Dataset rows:
— BEGIN —
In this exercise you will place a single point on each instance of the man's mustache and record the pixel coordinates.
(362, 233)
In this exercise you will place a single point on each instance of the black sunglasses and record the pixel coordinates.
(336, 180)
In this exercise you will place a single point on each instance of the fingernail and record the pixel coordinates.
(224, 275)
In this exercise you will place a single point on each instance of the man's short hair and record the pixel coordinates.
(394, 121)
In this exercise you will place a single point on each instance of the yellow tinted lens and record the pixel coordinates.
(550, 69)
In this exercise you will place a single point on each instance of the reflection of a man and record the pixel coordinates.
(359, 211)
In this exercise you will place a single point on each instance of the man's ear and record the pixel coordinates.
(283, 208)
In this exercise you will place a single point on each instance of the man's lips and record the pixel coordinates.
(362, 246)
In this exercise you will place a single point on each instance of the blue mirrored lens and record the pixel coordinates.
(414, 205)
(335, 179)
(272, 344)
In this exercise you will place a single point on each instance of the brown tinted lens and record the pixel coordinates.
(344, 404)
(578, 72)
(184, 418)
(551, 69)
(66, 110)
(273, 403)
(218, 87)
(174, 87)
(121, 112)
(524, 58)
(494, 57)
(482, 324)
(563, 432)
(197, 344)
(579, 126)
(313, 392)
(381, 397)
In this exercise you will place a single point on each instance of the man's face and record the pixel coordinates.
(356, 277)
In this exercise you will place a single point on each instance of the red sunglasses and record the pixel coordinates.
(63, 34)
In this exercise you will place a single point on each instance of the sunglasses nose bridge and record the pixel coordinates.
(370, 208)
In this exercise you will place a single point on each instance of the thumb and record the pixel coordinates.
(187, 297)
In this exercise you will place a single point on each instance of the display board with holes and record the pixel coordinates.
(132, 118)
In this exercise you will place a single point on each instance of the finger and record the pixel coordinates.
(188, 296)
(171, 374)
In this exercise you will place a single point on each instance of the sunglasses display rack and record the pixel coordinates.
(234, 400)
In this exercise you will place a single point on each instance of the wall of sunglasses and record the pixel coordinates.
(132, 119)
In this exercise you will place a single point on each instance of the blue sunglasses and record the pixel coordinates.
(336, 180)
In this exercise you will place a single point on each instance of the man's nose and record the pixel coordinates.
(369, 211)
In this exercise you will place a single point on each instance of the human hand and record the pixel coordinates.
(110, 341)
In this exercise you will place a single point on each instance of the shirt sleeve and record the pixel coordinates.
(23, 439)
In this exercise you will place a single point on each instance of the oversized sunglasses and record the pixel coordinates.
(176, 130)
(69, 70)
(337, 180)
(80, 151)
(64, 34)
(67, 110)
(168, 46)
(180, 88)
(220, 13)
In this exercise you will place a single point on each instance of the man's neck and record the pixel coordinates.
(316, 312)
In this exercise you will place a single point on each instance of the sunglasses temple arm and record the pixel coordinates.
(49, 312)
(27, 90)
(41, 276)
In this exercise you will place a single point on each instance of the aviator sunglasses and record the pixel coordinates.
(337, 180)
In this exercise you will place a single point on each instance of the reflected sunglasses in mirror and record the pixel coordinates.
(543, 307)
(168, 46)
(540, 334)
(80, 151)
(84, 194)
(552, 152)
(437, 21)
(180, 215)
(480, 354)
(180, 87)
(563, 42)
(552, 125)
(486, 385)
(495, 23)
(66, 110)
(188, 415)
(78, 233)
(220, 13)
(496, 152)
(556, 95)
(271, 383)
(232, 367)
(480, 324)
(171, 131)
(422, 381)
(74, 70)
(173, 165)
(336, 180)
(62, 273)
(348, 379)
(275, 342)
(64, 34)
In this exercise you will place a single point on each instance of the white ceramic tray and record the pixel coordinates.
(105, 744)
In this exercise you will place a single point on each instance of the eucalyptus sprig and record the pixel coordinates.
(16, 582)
— END —
## Task goal
Repeat only the lines from the one holding "hand and record the pixel coordinates." through the last line of the data.

## Right answer
In this exercise you will place a single point on each instance of the human hand and record the pixel coordinates.
(110, 341)
In this exercise you will place a single point on each instance of the shirt sleeve and record the pixel coordinates.
(23, 439)
In this exercise you will place a single point on each instance of the oversized sunglasses and record the pixel coordinates.
(176, 130)
(69, 70)
(337, 180)
(80, 151)
(64, 34)
(67, 110)
(168, 46)
(180, 88)
(220, 13)
In this exercise you will place a single point on each instance of the man's neck and record the pixel coordinates.
(316, 312)
In this exercise you will place a single point on each instance of the sunglasses temple arm and record the pixel coordinates.
(49, 312)
(27, 90)
(41, 276)
In this exercise you will place a single point on each instance of the aviator sunglasses and record the pixel coordinates.
(337, 180)
In this exercise you will place a single point on each instance of the reflected sunglasses in mirror and record the pixel coordinates.
(543, 307)
(168, 46)
(540, 334)
(80, 151)
(84, 194)
(552, 152)
(437, 21)
(180, 215)
(480, 354)
(180, 87)
(563, 42)
(552, 125)
(486, 385)
(495, 23)
(66, 110)
(188, 415)
(78, 233)
(220, 13)
(496, 152)
(556, 95)
(271, 383)
(232, 367)
(480, 324)
(171, 131)
(422, 381)
(74, 70)
(173, 165)
(336, 180)
(62, 273)
(348, 379)
(275, 342)
(64, 34)
In this exercise you will place a single point on each instance of the white ceramic tray and record the pixel coordinates.
(105, 744)
In this exercise you will place a single point on each instance of the eucalyptus sprig and record the pixel coordinates.
(16, 582)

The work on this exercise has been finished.